• Work to do: Quote the rows from the line containing "the car shadow." through the line containing "[(92, 262), (512, 241)]", both lines included, with no changes.

• Source data:
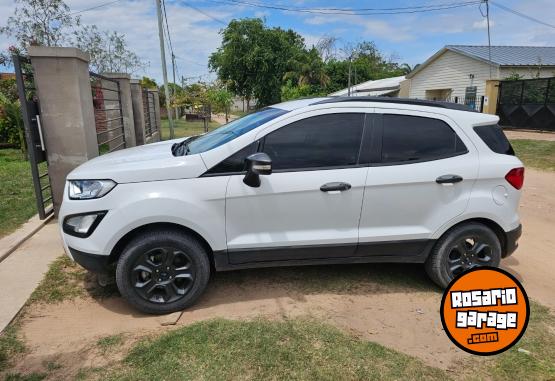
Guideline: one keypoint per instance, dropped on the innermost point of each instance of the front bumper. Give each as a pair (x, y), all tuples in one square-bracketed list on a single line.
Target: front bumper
[(92, 262), (511, 242)]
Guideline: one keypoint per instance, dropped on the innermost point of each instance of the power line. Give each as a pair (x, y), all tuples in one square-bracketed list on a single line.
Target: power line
[(167, 26), (352, 11), (517, 13), (95, 7)]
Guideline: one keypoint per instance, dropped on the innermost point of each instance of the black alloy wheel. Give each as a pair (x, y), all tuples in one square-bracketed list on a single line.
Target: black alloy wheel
[(468, 253), (163, 271), (163, 274)]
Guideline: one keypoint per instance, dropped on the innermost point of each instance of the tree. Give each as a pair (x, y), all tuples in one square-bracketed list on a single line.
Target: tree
[(220, 100), (308, 69), (291, 91), (253, 59), (367, 63), (11, 122), (40, 22), (108, 51), (326, 47)]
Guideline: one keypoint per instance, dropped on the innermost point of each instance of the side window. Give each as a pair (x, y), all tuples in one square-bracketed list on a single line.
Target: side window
[(331, 140), (411, 139), (235, 162)]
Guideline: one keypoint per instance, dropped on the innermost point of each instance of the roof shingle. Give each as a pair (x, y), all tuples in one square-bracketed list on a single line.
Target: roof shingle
[(510, 55)]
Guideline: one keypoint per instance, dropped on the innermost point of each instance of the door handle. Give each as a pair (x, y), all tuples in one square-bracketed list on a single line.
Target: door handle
[(449, 179), (334, 187)]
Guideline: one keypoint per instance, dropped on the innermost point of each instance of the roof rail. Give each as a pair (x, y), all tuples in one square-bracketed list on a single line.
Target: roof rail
[(416, 102)]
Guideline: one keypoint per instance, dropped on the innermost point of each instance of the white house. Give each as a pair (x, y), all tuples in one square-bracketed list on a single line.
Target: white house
[(461, 71), (388, 87)]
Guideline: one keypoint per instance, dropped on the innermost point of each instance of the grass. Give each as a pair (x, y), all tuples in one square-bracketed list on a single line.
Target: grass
[(25, 377), (262, 349), (17, 195), (10, 345), (65, 280), (184, 128), (539, 340), (538, 154)]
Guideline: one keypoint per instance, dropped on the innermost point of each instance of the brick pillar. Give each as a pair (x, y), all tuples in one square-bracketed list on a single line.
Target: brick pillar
[(126, 106), (67, 114), (138, 111)]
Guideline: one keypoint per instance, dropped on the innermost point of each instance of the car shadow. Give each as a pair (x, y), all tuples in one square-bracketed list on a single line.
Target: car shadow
[(295, 283)]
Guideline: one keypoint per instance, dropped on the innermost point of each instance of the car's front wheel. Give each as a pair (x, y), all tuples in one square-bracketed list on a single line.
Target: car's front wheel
[(162, 271), (460, 249)]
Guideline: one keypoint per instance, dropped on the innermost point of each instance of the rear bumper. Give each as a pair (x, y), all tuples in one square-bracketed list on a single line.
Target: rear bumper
[(92, 262), (512, 241)]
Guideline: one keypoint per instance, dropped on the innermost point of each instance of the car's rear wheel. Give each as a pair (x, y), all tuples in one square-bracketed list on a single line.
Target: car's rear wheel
[(162, 271), (460, 249)]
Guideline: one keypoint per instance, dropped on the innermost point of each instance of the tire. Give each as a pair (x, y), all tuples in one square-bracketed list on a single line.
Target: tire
[(162, 271), (460, 249)]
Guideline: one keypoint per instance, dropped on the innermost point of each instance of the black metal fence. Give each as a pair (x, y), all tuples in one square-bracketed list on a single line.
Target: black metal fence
[(108, 114), (527, 104), (473, 103), (149, 107), (30, 111)]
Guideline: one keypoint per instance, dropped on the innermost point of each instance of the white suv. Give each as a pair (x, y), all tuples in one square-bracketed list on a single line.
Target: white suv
[(327, 180)]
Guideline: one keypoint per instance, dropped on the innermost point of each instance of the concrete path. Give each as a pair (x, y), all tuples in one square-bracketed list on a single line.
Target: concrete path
[(22, 271)]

• Solution:
Guideline: one keypoint per instance, dropped on the innermost point of each instance of the car shadow. Give each as a pair (x, y), all tuples in one square-bracketed list on a single line.
Target: car shadow
[(295, 283)]
Guideline: one keypoint per instance, dropped on the innermost point of each instance of the car's front wheel. Give each as a pair (x, y), all tuples in one square-bracketed list on a single line.
Target: car's front wheel
[(162, 271), (460, 249)]
Guideline: one keypoint per instance, dropped on the innermost point of each instance of the rear bumper. Give each as a pair (x, y), all tuples in one square-bracketed list on a single line.
Target: rear bumper
[(92, 262), (512, 241)]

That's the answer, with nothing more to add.